◆ **Source extract**:
##########

# Daisy ate an Ibuprofen!



## DaisyMommy (Feb 28, 2015)

Well, we just came home from the vet about an hour ago. Daisy and I were in the kitchen and I was keeping an eye on her. I turned my back for a minute and saw her in the living room playing with a bright orange pill as she came out from behind the couch. I knew right away it was an ibuprofen/Motrin! I freaked out and started running towards her instead of staying calm and telling her "off!" Which is usually my command for leave it or drop it. She ran underneath our ottoman and when I managed to flip it over to get her and opened her mouth, it was too late. 
I looked for hydrogen peroxide in our home to induce vomiting and couldn't find any! So we called the vet asap, and took her there to have them induce vomiting instead. Luckily, my vet is only 15 minutes away. They induced vomiting but nothing came up resembling the pill except for a tiny orange speck that may or may not have been part of it. The vet who was on duty gave us an option to give her activated charcoal and send her home with some Pepcid to take for the next few days. My husband and I (thank goodness he was at home with me) decided not to take a chance and have it administered. Right now she seems to be acting normal except she's quite thirsty probably from some of the fluids she lost and the charcoal put together.
I'm a little disturbed that it didn't come out when she vomited. I'm assuming she may have chewed it up or that vomiting isn't 100% going to guarantee that it will come up. My husband and I searched every inch of the living room floor to try and find the pill but it was nowhere to be found. 
I was so nervous and I wish I had just stayed calm when I saw her with it so none of this would've happened. I feel bad restricting her from the rest of the house but I think I will be keeping her in her ex-pen when there's a chance she could be unsupervised for even one second just to be safe. Sigh!


----------



## Molly120213 (Jan 22, 2014)

Get Well Soon, Daisy. Don't scare your momma like this any more!


----------



## DaisyMommy (Feb 28, 2015)

Molly120213 said:


> Get Well Soon, Daisy. Don't scare your momma like this any more!


I know! My heart can't take it! :drama:


----------



## plattinum68 (Nov 5, 2013)

Poor Daisy hope she feels better soon. I once caught Nena with an Advil and luckily all she ate before I was able to take it away from her was the outside orange coating. They are so curious and quick.


----------



## Ollie"s Mom (May 23, 2014)

They find the tiniest things and of course eat it. So scary. Hope Daisy is fine. I'm sure she is you acted immediately.


----------



## DaisyMommy (Feb 28, 2015)

Oh goodness! Yes, she even managed to find a little button that have fallen off my blouse once while I was folding laundry. I caught that one right away before she swallowed it and kinda thanked her because now I can sew it back on! Haha!
Apparently, they are quite drawn to the sugary coating that they put on ibuprofen.


----------



## krandall (Jun 11, 2009)

I understand completely! When Kodi was an adolescent pup, we found him playing with the plastic wrapper from cold medicine pills he'd pilfered from a visitor's handbag. We didn't KNOW he'd gotten the pills, but we we didn't KNOW that he hadn't We were lucky that we had fresh hydrogen peroxide on hand, and it worked, but we never saw signs of the pills either. They do find ways of getting in the WROST trouble!!!

##########

[Saved entries]
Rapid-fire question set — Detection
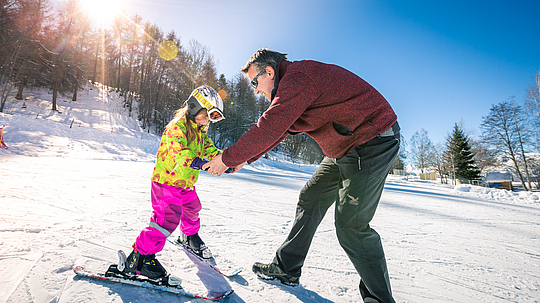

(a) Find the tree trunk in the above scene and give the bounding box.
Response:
[15,81,26,100]
[52,79,59,111]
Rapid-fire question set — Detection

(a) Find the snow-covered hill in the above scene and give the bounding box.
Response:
[0,87,540,303]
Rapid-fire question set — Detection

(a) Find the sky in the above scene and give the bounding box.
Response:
[0,83,540,303]
[65,0,540,143]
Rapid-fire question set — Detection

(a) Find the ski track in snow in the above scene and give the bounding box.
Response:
[0,84,540,303]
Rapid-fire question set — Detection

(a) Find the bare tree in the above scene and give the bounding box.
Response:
[433,143,451,184]
[480,100,528,190]
[411,128,433,173]
[525,70,540,150]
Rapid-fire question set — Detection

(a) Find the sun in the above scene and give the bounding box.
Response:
[80,0,125,25]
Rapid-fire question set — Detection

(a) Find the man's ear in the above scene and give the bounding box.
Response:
[266,66,276,80]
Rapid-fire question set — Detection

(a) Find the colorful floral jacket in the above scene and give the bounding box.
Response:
[152,119,221,190]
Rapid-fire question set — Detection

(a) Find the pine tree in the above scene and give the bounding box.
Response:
[447,124,480,180]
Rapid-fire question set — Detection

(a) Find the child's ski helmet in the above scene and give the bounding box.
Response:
[186,85,225,122]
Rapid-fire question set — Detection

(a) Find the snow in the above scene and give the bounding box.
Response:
[0,83,540,302]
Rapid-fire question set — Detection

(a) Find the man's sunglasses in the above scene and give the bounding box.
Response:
[251,69,266,88]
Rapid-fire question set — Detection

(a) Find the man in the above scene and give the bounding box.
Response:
[203,49,400,302]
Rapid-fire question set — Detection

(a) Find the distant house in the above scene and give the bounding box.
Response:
[486,172,514,190]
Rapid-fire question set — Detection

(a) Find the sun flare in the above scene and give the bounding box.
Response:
[81,0,125,24]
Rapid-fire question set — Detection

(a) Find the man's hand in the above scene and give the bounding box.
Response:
[202,154,247,177]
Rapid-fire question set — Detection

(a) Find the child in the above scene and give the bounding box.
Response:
[123,85,228,279]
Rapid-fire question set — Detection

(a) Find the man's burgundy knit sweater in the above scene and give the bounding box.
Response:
[222,60,397,167]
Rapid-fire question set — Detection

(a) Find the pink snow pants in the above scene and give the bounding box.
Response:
[135,182,201,255]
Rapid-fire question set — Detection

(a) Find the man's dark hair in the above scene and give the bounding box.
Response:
[240,48,287,74]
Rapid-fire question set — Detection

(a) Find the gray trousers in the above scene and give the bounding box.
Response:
[273,123,400,302]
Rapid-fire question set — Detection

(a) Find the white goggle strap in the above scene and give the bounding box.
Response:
[208,107,225,122]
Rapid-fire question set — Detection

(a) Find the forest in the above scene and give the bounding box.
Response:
[0,0,540,190]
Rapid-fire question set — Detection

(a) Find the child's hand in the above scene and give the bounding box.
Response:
[203,154,229,177]
[190,157,208,170]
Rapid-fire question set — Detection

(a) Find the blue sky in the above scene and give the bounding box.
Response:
[74,0,540,143]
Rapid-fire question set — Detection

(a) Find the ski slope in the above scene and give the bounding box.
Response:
[0,86,540,303]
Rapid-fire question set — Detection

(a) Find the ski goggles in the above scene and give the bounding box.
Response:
[208,107,225,122]
[192,90,225,122]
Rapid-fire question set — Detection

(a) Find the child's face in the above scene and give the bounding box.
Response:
[195,109,210,127]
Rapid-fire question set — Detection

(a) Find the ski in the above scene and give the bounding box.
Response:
[73,264,234,301]
[167,239,242,278]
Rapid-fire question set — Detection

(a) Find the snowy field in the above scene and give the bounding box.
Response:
[0,84,540,303]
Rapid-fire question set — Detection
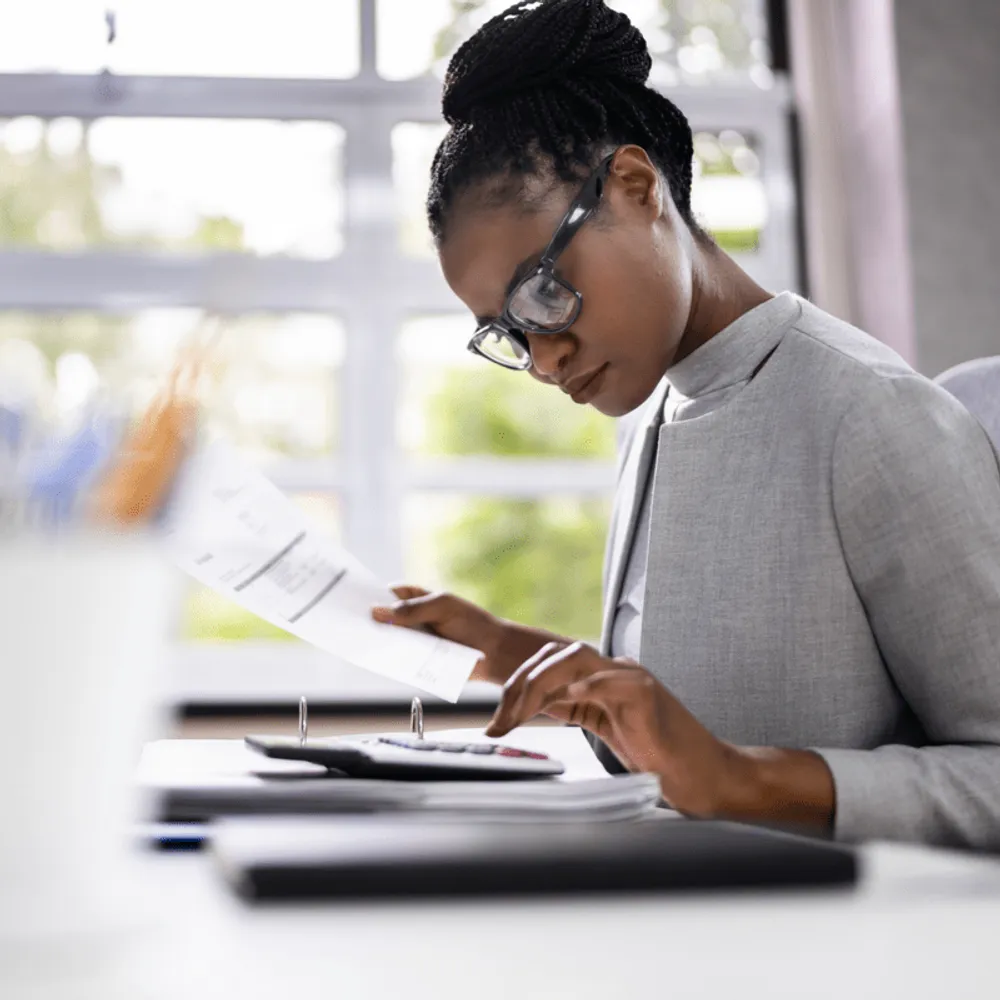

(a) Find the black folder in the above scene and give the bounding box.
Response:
[214,817,857,900]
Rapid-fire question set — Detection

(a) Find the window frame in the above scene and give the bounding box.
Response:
[0,0,799,703]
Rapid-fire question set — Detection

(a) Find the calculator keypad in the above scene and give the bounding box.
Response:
[375,736,548,760]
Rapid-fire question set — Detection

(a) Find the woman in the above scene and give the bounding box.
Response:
[373,0,1000,847]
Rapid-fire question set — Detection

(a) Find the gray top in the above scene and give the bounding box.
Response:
[934,357,1000,447]
[601,293,1000,848]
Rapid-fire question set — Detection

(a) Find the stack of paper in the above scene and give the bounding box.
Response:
[164,439,481,702]
[139,727,660,822]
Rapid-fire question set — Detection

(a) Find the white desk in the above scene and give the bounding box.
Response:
[5,845,1000,1000]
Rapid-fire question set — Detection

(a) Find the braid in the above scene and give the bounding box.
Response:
[427,0,698,242]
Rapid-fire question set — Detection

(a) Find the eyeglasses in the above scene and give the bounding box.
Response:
[469,153,615,371]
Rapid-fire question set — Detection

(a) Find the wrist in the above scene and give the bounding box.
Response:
[713,744,834,831]
[486,617,567,685]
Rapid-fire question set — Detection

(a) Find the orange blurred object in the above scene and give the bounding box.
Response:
[90,330,214,527]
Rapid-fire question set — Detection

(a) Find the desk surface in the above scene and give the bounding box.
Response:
[10,845,1000,1000]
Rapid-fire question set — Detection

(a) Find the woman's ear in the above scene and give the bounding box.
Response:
[611,145,666,218]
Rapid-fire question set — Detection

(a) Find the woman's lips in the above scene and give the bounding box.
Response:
[570,362,610,405]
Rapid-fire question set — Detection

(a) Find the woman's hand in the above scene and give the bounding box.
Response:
[372,584,559,684]
[486,642,746,816]
[486,642,834,831]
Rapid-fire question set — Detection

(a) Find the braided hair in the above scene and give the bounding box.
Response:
[427,0,702,245]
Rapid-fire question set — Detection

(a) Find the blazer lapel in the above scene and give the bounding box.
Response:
[601,384,669,656]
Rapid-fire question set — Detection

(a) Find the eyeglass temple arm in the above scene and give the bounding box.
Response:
[538,153,615,265]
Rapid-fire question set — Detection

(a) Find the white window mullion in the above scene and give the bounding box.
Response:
[341,111,401,577]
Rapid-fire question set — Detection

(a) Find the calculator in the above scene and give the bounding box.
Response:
[244,735,564,781]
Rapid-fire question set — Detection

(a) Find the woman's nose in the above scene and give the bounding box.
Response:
[525,333,573,382]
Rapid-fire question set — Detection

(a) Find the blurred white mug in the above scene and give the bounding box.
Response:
[0,533,174,944]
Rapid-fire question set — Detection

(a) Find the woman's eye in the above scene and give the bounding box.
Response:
[535,278,562,302]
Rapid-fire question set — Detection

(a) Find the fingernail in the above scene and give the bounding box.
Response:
[483,716,505,736]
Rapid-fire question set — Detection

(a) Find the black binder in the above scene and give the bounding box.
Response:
[215,817,857,900]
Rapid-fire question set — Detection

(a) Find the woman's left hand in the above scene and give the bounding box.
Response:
[486,642,752,816]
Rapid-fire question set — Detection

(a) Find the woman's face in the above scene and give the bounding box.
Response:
[439,146,692,417]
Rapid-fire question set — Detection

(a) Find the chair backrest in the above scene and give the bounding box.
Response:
[934,356,1000,451]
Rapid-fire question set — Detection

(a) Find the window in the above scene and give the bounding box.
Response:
[0,0,796,700]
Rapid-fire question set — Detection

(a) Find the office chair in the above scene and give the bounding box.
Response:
[934,355,1000,451]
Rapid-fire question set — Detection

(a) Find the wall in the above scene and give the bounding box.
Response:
[895,0,1000,375]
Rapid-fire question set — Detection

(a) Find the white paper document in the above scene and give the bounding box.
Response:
[166,439,480,702]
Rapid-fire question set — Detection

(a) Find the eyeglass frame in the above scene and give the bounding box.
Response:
[467,150,618,371]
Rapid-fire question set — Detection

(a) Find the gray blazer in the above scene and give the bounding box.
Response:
[602,294,1000,848]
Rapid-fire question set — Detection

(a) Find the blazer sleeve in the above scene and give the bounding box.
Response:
[816,375,1000,849]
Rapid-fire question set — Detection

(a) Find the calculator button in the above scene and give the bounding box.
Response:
[379,736,441,750]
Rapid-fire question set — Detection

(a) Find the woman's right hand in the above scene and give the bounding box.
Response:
[372,584,552,684]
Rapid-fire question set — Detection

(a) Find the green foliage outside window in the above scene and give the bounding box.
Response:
[418,361,614,638]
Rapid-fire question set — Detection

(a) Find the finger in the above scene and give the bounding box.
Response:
[372,592,450,628]
[490,642,606,735]
[389,583,430,601]
[485,642,566,736]
[543,670,656,771]
[566,668,667,771]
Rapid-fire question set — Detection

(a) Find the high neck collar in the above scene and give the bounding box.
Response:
[666,292,802,399]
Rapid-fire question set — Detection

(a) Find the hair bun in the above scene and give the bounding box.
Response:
[442,0,652,125]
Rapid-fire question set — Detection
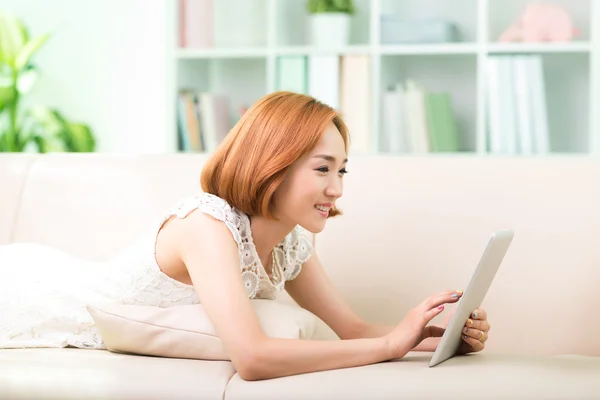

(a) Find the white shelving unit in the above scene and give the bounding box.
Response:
[166,0,600,156]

##########

◆ **Things to do**:
A. Answer each question from the ibuprofen thread, one per line:
(i) How far away is DaisyMommy's vet?
(ii) What part of the Advil did Nena eat before it was taken from her?
(iii) What did krandall's household have on hand that worked on Kodi?
B. Pick up the ibuprofen thread after its final post and write what comes next.
The data stand apart from the ibuprofen thread and are separate material.

◆ **List of answers**:
A.
(i) 15 minutes
(ii) The outside orange coating
(iii) Fresh hydrogen peroxide

B.
That's why Kodi is STILL (at 6 years old) gated in my office when we're out of the house, so I know he's safe. Pixel (5 months) is always gated into an area close to us, where we can supervise her. If we can't, she's in her crate or her ex-pen.


----------



## 31818 (Oct 29, 2014)

DaisyMommy said:


> I turned my back for a minute and saw her in the living room playing with a bright orange pill as she came out from behind the couch. I knew right away it was an ibuprofen/Motrin!


This is something we live in constant fear of! We both take several prescription pills a day and what with some arthritis, occasionally, a pill may get dropped on the floor........sometimes unnoticed!

How much Hydrogen Peroxide should be forced down?

Ricky's Popi


----------



## Heather's (Jun 18, 2012)

I know that must have been so scary for you... Not too long ago Truffles ate some salad with raisins that I accidentally spilled. I had her upside down trying to pry her mouth open. I was so upset my husband had to drive us to the vet. I thought we were going to have to make another trip to the 24 hour vet two days ago. My husband was eating almonds. I looked down and there was Truffles munching on a almond.  After a little research I found almonds only cause gastric upset. Scout never gets into anything, but Truffles is just the opposite. I have to watch her like a hawk.


----------



## whimsy (Apr 3, 2010)

So scary! Glad everything turned out ok! Poor baby


----------



## krandall (Jun 11, 2009)

Ricky Ricardo said:


> This is something we live in constant fear of! We both take several prescription pills a day and what with some arthritis, occasionally, a pill may get dropped on the floor........sometimes unnoticed!
> 
> How much Hydrogen Peroxide should be forced down?
> 
> Ricky's Popi


I don't remember, and since I wouldn't do it without the advice of the vet or animal poison control, (because there are some substances that SHOULDN'T be vomited up) they've told me the amount the couple of times we've needed it.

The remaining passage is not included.